(Excerpt from a dataset)
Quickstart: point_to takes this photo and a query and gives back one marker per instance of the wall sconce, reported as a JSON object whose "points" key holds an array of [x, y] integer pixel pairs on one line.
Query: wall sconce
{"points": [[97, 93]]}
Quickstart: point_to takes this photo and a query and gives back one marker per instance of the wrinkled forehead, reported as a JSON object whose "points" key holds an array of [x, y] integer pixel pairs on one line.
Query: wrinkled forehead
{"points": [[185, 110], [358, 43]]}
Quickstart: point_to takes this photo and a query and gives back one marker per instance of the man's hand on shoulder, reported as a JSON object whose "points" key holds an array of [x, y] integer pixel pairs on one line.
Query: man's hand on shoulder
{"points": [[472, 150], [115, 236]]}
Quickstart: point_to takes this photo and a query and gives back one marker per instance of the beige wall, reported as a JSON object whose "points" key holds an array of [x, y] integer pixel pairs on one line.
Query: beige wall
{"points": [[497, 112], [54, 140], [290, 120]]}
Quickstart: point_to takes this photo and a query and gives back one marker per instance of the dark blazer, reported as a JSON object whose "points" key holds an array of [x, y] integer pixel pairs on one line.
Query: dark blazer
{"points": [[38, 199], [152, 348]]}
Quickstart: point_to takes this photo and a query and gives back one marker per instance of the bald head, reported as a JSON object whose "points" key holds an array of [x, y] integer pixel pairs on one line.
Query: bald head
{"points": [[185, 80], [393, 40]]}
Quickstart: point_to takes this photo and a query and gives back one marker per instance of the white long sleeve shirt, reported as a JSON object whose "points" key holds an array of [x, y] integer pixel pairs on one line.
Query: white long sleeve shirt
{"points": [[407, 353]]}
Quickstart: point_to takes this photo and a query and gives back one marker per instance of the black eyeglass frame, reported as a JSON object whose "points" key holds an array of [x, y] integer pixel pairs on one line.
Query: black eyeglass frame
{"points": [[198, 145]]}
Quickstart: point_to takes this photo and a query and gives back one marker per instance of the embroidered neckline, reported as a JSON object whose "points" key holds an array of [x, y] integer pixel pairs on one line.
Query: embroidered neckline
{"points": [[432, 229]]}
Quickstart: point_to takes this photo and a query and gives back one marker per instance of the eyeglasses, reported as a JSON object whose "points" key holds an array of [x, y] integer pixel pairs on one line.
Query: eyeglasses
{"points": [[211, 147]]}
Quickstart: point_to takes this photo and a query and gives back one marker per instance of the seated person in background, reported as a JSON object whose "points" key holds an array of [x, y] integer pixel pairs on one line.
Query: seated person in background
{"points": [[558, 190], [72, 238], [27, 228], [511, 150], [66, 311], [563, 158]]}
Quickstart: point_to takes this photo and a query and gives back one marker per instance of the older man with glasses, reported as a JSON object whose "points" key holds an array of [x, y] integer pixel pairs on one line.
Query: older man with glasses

_Written exercise_
Update the rows above by putting "Usage note" wherever "Quickstart" appears, and keep everything else unchanged.

_Output of the exercise_
Usage note: point_to takes this photo and a query and gives back one marker per instance of the wall sconce, reported as a JSON object whose "points" key holds an array of [x, y] integer pixel pairs on one line.
Query: wall sconce
{"points": [[97, 93]]}
Usage note: point_to takes this photo and a query and gives back one marker per instance of the wrinkled forehead, reported as a JSON object whose "points" key holds an array of [x, y] integer pixel pairs on one line.
Query: wrinkled forehead
{"points": [[185, 110], [358, 43]]}
Usage note: point_to takes this photo and a query and gives back one marker per instance of the man's hand on shoulder, reported as a JSON object whose "points" key holds an array of [x, y] integer pixel pairs on one line.
Query: man's hand on shoulder
{"points": [[472, 150], [115, 236]]}
Usage note: point_to takes this photo and a query and gives back one marker per instance of the beige wall, reported as a JSON object whose "points" key holds an array of [x, y] integer pixel pairs on one line.
Query: beige wall
{"points": [[497, 112], [54, 140], [290, 120]]}
Usage note: point_to takes this photo and a query and gives back one marker per instance of the dark blazer, reported as a JSON object whose "points" key holds an array of [x, y] integer pixel pairs on one line.
Query: dark blazer
{"points": [[38, 199], [152, 348]]}
Usage note: point_to takes this photo and a query and gives back one marker per instance of the bald head, reported as a JSON object whose "points" key holds an array of [x, y] integer pixel pairs on one line.
Query: bald head
{"points": [[185, 80], [393, 40]]}
Usage note: point_to takes this photo and a query and gives back one marker per instance of the white long sleeve shirt, reported as a JSON object whose "points" key holds an array of [x, y] integer pixel pairs on one line.
Query: white long sleeve shirt
{"points": [[407, 353]]}
Usage note: point_to takes this photo and a query and gives back one marker per instance of the black eyeglass frame, reported as a JSON object whose "points" key holds an array of [x, y] integer pixel pairs on one line.
Query: black eyeglass frame
{"points": [[198, 145]]}
Usage note: point_to takes this photo and a query and gives back one marker per instance of the embroidered neckline, reported as a JSON object whose "points" key holds an array of [x, y] integer pixel pairs on one line.
Query: embroidered neckline
{"points": [[432, 229]]}
Usage note: point_to takes this photo and a query and gives back one marker per instance of the eyeglasses, reported as a JSON object whose "points" key holds an array of [x, y] integer pixel pairs on one line.
Query: eyeglasses
{"points": [[211, 147]]}
Usage note: point_to takes this photo and a query and gives back one marker per instance of the seated person in background, reported as a JSON object whose "points" key holds an array of [x, y] integer pixel pairs on one line.
Query: seated person in background
{"points": [[558, 190], [72, 238], [27, 228], [511, 150], [66, 311], [563, 158]]}
Usage note: point_to takes this photo and a query and gives back one marker per instance of the older man with glasses, reported as a JSON object whose "points" key holds an array of [x, y] integer pixel pairs on one line.
Query: older man with glasses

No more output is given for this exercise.